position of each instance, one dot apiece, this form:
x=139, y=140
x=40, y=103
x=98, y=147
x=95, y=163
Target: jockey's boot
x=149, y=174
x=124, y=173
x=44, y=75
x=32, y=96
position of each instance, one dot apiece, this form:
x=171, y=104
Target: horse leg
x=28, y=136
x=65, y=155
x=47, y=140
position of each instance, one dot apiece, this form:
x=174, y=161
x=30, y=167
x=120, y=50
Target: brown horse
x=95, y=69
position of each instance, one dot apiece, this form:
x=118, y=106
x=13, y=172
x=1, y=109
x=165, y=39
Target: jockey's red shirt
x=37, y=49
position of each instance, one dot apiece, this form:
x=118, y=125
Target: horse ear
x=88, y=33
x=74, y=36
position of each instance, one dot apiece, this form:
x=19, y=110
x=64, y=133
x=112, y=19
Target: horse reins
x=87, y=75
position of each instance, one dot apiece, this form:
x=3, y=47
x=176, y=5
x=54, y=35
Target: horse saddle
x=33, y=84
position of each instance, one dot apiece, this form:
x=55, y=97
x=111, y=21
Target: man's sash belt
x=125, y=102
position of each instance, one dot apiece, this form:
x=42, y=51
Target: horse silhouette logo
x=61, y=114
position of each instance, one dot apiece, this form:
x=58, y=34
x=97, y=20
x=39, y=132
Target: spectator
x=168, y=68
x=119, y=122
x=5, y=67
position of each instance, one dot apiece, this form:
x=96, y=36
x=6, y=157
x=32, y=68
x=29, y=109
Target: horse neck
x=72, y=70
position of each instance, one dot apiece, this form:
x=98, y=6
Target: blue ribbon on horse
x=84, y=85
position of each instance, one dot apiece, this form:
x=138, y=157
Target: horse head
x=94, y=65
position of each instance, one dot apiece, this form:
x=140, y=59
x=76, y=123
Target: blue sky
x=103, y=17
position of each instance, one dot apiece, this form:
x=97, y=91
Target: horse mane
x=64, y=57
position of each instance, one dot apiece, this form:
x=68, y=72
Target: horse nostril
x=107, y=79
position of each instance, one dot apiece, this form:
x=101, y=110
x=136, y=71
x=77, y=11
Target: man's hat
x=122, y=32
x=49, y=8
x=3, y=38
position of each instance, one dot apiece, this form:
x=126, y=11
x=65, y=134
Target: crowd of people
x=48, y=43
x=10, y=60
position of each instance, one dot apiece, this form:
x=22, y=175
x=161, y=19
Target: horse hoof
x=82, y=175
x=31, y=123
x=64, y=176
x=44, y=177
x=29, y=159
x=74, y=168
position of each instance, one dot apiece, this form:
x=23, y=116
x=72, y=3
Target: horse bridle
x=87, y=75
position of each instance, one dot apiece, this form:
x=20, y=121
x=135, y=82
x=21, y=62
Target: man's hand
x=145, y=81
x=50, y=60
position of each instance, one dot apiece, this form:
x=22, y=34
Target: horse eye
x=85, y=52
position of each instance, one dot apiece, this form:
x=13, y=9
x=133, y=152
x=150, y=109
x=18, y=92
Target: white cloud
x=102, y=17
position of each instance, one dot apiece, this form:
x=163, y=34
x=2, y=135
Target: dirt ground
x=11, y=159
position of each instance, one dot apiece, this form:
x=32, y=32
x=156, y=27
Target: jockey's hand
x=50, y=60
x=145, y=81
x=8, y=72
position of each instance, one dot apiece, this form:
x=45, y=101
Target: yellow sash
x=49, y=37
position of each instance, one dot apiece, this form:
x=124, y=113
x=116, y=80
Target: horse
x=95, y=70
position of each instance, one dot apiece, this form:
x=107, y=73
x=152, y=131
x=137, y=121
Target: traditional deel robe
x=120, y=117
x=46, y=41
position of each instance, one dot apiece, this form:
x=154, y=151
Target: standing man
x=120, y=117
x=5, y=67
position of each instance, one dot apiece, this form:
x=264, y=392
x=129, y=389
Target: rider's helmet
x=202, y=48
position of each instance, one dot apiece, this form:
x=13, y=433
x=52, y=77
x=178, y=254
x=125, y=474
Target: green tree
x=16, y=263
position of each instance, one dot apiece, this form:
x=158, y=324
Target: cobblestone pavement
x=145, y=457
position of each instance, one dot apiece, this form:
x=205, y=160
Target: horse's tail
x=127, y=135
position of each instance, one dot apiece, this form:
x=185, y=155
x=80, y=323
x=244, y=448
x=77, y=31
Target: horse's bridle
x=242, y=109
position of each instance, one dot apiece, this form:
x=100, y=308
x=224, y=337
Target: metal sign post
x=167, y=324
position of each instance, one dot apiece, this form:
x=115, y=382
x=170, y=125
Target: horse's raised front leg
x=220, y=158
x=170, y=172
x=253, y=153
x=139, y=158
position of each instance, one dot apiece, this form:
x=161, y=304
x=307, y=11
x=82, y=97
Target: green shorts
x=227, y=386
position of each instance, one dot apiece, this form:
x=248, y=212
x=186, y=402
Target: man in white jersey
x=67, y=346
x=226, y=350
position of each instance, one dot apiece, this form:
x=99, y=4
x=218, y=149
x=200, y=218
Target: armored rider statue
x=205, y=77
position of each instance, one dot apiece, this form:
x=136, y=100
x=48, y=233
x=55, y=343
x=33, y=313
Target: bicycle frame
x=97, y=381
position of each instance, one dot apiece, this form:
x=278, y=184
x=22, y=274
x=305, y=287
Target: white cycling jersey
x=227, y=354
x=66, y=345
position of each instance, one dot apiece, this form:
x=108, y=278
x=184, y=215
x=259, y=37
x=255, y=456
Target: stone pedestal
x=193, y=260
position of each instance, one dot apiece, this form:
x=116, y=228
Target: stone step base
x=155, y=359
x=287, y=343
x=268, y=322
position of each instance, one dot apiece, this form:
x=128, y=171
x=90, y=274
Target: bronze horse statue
# # # # #
REQUIRED WORK | Up to and including the last line of the listing above, copy exactly every line from the one that contains "x=184, y=215" onward; leave out all others.

WRITTEN RESPONSE |
x=184, y=215
x=259, y=37
x=255, y=456
Target: stone pedestal
x=193, y=260
position of each instance, one dot apiece, this form:
x=116, y=228
Target: stone step base
x=155, y=359
x=287, y=343
x=268, y=322
position of each instance, one dot apiece, this form:
x=128, y=171
x=90, y=274
Target: bronze horse statue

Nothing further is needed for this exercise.